Excerpt to read ▸
The ‘Copernican Revolution’ and its supposed devastating effect on religion was bullshit emanating from self-satisfied Victorian ‘Atheists’ with a (false) point to prove. Mere ‘education’, the accumulation of facts, would apparently dispel the darkness of ignorance… which seems strangely familiar when watching Big Data overconfident pillocks insisting that just fact-truths will bring about paradise on earth. This is the idea already mentioned here that ideas can take on different garb in different times while still having strangely atemporal aspects, aspects more real than their evanescent manifestations in culture, to do with Good and Evil, Dark and Light, War and Peace, Destruction and Creation…
This so-called ‘progress’ still continues, but now as part of the deliberate colonisation of the numinous with ‘reasonable’ counterfeits in the name of leaving supposed ‘superstition’ behind. But once it becomes apparent that these approaches are the asbestos of the spirit, complete with brutal side-effects that weren’t apparent at the time, there will then once again begin the long-term project of trying to undo the damage caused by the sophstistupidity of overconfident ‘rationalists’ in the name of this supposed ‘progress’ that poisons the whole world, including the world of the mind, of the spirit.

Direction ▸ Reproduce the passage on the "Copernican Revolution" and "progress" word for word, from its first sentence to its last.

Data extract ▸
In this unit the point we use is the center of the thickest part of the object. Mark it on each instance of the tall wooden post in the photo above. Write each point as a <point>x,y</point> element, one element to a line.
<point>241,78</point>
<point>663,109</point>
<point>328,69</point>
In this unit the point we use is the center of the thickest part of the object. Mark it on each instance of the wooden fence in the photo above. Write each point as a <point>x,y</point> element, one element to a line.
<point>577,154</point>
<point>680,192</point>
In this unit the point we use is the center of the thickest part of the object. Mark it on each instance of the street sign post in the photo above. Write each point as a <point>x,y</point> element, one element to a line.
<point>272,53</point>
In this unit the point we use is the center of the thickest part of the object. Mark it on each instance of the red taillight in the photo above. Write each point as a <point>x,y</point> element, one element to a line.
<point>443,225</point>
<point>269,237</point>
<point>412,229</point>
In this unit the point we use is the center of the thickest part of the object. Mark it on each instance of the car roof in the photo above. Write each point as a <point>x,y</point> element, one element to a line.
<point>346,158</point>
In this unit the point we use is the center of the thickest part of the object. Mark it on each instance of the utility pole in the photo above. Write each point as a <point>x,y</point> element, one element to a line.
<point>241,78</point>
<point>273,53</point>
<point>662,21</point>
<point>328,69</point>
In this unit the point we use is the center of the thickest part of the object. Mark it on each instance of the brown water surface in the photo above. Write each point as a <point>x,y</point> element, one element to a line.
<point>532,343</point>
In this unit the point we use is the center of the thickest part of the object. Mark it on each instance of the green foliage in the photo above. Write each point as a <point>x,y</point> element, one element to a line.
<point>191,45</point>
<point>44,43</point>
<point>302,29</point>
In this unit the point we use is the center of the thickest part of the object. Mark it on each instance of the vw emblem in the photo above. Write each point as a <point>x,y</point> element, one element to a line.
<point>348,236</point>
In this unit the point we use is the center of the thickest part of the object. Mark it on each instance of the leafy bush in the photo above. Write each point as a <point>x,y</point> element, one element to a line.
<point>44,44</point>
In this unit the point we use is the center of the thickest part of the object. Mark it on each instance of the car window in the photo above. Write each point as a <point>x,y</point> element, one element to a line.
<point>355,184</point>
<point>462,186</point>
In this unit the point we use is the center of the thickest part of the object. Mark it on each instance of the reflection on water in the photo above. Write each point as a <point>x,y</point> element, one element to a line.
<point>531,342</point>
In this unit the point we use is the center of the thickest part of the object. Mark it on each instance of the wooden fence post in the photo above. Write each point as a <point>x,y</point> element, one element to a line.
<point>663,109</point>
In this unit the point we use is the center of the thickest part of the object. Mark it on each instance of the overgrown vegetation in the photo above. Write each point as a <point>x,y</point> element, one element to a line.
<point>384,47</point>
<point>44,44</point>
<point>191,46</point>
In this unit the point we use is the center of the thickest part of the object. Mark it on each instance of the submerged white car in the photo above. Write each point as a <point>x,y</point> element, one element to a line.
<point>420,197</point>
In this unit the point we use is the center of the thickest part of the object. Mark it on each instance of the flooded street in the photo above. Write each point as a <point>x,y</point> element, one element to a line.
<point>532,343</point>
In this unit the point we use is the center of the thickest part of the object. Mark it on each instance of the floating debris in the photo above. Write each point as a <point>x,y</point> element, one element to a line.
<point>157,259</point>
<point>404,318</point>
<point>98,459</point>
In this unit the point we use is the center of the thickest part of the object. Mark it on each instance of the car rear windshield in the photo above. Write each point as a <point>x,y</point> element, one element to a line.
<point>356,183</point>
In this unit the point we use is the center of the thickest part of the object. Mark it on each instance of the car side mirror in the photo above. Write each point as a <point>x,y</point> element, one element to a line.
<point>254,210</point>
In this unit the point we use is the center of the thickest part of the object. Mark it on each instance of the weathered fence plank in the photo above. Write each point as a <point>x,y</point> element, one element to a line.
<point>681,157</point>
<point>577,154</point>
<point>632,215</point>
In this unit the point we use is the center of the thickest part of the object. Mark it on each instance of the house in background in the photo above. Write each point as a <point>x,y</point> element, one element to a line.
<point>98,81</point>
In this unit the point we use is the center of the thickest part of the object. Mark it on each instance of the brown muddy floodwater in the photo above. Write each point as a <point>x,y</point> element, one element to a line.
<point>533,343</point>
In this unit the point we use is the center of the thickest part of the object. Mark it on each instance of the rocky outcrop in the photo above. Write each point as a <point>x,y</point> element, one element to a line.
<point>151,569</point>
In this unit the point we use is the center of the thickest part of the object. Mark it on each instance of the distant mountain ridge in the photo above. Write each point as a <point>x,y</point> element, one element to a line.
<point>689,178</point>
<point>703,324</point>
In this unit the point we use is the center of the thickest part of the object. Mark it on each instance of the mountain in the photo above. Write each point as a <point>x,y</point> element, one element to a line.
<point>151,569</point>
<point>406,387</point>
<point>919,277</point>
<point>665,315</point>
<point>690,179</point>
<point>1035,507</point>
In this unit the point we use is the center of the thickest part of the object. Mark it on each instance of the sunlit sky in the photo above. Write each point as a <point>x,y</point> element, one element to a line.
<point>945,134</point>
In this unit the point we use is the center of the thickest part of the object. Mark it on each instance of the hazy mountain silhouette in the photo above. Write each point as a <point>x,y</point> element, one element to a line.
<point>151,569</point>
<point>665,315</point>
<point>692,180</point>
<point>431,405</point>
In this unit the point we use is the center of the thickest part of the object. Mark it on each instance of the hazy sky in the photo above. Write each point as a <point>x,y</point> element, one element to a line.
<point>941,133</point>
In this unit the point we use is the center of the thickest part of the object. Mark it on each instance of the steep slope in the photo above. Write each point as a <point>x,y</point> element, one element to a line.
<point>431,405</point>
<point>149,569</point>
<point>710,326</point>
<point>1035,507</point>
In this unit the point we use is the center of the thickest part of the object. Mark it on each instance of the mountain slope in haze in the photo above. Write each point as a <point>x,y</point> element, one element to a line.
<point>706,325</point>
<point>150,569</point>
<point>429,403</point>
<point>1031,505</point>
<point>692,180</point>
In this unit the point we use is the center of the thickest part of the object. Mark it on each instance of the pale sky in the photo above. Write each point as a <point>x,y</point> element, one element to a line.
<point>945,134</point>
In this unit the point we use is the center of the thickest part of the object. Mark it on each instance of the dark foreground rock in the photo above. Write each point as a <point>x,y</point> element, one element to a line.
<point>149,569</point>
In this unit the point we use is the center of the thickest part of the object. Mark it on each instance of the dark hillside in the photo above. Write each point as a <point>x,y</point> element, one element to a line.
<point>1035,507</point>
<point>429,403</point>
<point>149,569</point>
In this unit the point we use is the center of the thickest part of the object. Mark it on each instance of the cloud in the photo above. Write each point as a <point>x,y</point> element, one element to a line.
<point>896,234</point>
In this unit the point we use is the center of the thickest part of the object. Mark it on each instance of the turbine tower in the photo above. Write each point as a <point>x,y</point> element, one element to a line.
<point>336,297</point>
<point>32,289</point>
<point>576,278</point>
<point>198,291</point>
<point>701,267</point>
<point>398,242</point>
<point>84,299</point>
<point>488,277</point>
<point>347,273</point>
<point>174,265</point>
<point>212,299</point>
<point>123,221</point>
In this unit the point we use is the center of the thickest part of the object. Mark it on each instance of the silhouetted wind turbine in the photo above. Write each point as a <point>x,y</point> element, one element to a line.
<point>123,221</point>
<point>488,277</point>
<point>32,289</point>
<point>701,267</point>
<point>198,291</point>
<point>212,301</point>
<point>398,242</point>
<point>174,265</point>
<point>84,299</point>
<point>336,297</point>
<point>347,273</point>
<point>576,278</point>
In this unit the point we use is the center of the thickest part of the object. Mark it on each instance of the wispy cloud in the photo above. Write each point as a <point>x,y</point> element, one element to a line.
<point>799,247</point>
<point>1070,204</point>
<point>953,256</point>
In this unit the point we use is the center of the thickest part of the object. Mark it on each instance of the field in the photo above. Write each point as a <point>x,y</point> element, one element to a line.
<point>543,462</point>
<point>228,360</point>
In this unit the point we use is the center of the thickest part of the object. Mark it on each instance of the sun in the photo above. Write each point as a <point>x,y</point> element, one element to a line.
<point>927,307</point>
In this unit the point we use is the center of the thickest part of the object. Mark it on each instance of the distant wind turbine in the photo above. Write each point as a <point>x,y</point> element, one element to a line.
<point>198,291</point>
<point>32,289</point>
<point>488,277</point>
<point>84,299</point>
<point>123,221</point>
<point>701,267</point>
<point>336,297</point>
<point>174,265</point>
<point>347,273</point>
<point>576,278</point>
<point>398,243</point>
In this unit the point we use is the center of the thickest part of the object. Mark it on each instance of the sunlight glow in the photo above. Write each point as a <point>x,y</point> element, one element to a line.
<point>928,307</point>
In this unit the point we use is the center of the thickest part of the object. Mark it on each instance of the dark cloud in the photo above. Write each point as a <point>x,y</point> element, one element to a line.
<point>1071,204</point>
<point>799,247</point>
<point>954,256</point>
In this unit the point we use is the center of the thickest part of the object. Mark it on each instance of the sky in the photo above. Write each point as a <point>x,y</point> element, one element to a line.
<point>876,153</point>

Solved exercise ▸
The ‘Copernican Revolution’ and its supposed devastating effect on religion was bullshit emanating from self-satisfied Victorian ‘Atheists’ with a (false) point to prove. Mere ‘education’, the accumulation of facts, would apparently dispel the darkness of ignorance… which seems strangely familiar when watching Big Data overconfident pillocks insisting that just fact-truths will bring about paradise on earth. This is the idea already mentioned here that ideas can take on different garb in different times while still having strangely atemporal aspects, aspects more real than their evanescent manifestations in culture, to do with Good and Evil, Dark and Light, War and Peace, Destruction and Creation…
This so-called ‘progress’ still continues, but now as part of the deliberate colonisation of the numinous with ‘reasonable’ counterfeits in the name of leaving supposed ‘superstition’ behind. But once it becomes apparent that these approaches are the asbestos of the spirit, complete with brutal side-effects that weren’t apparent at the time, there will then once again begin the long-term project of trying to undo the damage caused by the sophstistupidity of overconfident ‘rationalists’ in the name of this supposed ‘progress’ that poisons the whole world, including the world of the mind, of the spirit.